Direction 1:
Answer these questions using the bug report:
(a) What font does the reporter use in Konqueror and system-wide?
(b) Which Linux distribution does the reporter use?
(c) What value is the LANG variable set to?
Direction 2: Quote the bug report word for word, starting with "Description Juuso Alasuutari" and going on through "dots character (&#8230).".

++++ Page text

Bug 123133

Summary: Some unicode chars shown incorrectly
Product: [Applications] konqueror Reporter: Juuso Alasuutari <juuso.alasuutari>
Component: generalAssignee: Konqueror Developers <konq-bugs>
Status: RESOLVED DUPLICATE    
Severity: normal CC: kdebugs
Priority: NOR    
Version: unspecified   
Target Milestone: ---   
Platform: Compiled Sources   
OS: Linux   
Latest Commit: Version Fixed In:
Sentry Crash Report:

Description Juuso Alasuutari 2006-03-05 20:05:11 UTC
Version:            (using KDE KDE 3.5.1)
Installed from:    Compiled From Sources
Compiler:          gcc 3.4.5 
OS:                Linux

Some unicode characters are not shown properly with Konqueror. These include (among others) the trademark character (&#8482), the euro character (&euro), and three dots character (&#8230).
The trademark char is shown as a square, euro as two horizontal lines (like a square missing its vertical lines), and three dots as "ΓΏ".
Other programs, like Kate and Konsole, show most chars properly. Of the three given examples, only the trademark char is still a square when sopy&pasted to Kate.

For font I use Bitstream Vera Sans both in Konqueror and system-wide. Encoding in Konqueror is set to Semi-Automatic. I have also tried at least utf8, iso 8859-1, and iso 8859-15, but that made no difference.
In Control Center, country is set to Finland and language to US English. Keyboard layout is Finland (fi) with variant "basic", keyboard model is generic 105-key.

My locale variables look like this:
LANG=fi_FI.utf8
LC_TIME=en_US.utf8
LC_MESSAGES=en_US.utf8
...and those locales do also exist.

To set up i18n in textmode (outside of X) I use kbd, and load settings with the following commands:
  loadkeymap fi-latin9
  setfont lat9u-16 -m 8859-15
  unicode_start

I use Source Mage GNU/Linux which is a source based distro. Compilation of kdebase is done normally, with these configure flags being used:
--prefix=/usr --sysconfdir=/etc --localstatedir=/var --mandir=/usr/share/man --infodir=/usr/share/info --disable-debug --disable-final --enable-dnotify --enable-new-ldflags --with-distribution --disable-dependency-tracking --with-arts --with-gl --with-shadow --with-pam=no --without-ldap --with-ssl --with-hal --with-kdm-xconsole --with-dpms --without-xdmcp --build=i686-pc-linux-gnu
Comment 1 Thiago Macieira 2006-03-06 16:32:06 UTC
Works fine here, using Bitstream Vera Sans.

++++++++
++++ Extracted entries

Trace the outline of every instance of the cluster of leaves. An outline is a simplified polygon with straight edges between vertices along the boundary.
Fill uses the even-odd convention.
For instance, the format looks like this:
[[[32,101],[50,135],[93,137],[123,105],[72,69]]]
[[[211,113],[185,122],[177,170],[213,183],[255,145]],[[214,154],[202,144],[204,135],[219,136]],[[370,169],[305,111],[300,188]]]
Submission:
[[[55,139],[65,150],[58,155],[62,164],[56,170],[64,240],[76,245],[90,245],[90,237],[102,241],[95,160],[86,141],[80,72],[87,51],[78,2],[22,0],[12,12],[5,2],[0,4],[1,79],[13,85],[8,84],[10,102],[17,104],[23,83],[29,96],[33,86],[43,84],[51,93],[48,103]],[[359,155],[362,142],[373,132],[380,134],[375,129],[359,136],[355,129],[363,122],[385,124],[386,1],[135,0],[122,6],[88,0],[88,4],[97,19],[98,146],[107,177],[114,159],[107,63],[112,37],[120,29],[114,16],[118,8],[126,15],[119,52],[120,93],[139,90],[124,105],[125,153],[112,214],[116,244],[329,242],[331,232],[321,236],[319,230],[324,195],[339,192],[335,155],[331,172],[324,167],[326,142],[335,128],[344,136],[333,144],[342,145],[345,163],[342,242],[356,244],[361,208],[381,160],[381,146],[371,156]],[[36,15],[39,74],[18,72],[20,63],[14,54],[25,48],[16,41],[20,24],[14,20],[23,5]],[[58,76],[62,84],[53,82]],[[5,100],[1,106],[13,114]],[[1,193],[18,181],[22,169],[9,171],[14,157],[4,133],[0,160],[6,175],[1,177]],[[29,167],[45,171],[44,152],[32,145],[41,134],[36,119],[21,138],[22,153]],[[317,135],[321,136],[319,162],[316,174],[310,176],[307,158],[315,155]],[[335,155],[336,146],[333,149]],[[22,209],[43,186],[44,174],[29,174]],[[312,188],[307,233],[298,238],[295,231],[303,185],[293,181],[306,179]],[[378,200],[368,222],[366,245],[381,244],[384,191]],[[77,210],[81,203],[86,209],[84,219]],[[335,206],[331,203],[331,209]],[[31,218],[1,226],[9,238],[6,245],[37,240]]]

++++++++

Final result 1:
(a) Bitstream Vera Sans
(b) Source Mage GNU/Linux
(c) fi_FI.utf8

Final result 2:
Description Juuso Alasuutari 2006-03-05 20:05:11 UTC
Version:            (using KDE KDE 3.5.1)
Installed from:    Compiled From Sources
Compiler:          gcc 3.4.5 
OS:                Linux

Some unicode characters are not shown properly with Konqueror. These include (among others) the trademark character (&#8482), the euro character (&euro), and three dots character (&#8230).